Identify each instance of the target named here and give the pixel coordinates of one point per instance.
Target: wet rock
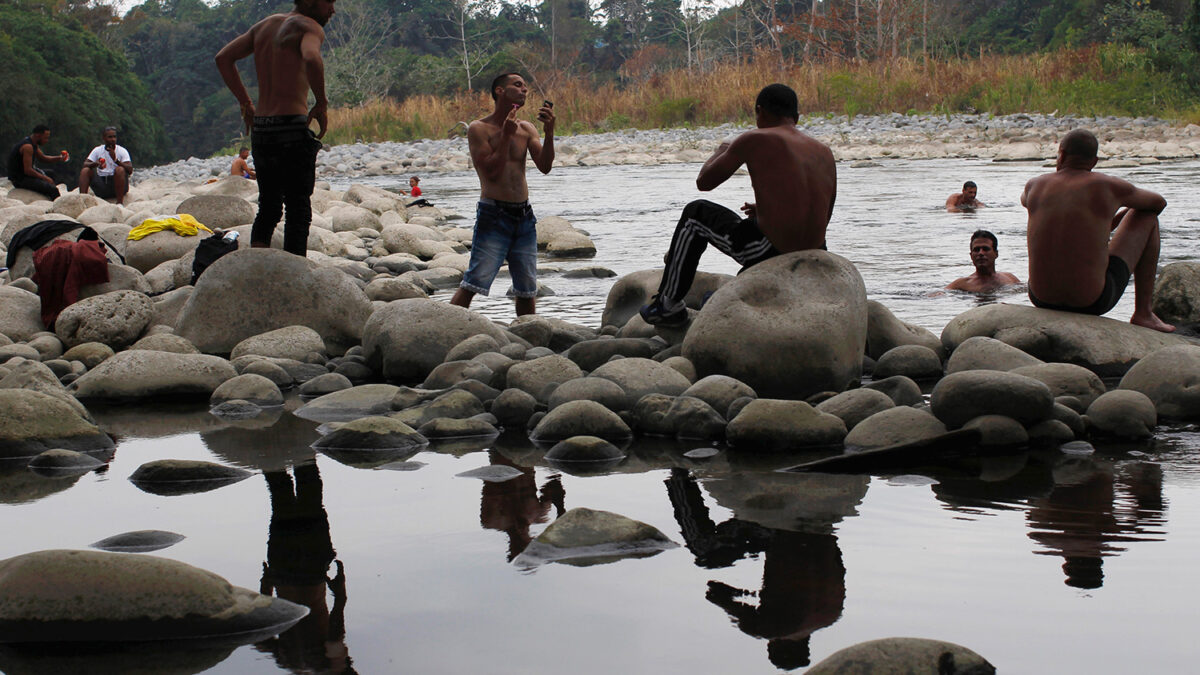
(967, 394)
(33, 422)
(372, 434)
(115, 318)
(185, 477)
(583, 536)
(856, 405)
(1105, 346)
(585, 448)
(768, 424)
(247, 387)
(103, 597)
(283, 290)
(987, 353)
(293, 342)
(885, 332)
(599, 389)
(364, 400)
(580, 418)
(904, 655)
(63, 463)
(1123, 413)
(141, 375)
(789, 327)
(916, 362)
(138, 542)
(1171, 378)
(407, 339)
(1177, 293)
(894, 426)
(450, 428)
(514, 407)
(639, 377)
(1066, 380)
──────────────────────────────
▶ [What needs to be done] Make an exact copy of all the material, but keep the pictures out of it.

▶ [Result]
Identify each instance of the target named here and give the pixel coordinates of one point per instance.
Target: wet rock
(967, 394)
(33, 422)
(372, 434)
(115, 318)
(185, 477)
(583, 536)
(856, 405)
(1105, 346)
(585, 448)
(768, 424)
(247, 387)
(103, 597)
(283, 290)
(987, 353)
(293, 342)
(885, 332)
(599, 389)
(364, 400)
(580, 418)
(904, 655)
(63, 463)
(1123, 413)
(141, 375)
(789, 327)
(916, 362)
(138, 542)
(1171, 378)
(407, 339)
(1177, 293)
(894, 426)
(450, 428)
(514, 407)
(639, 377)
(1066, 380)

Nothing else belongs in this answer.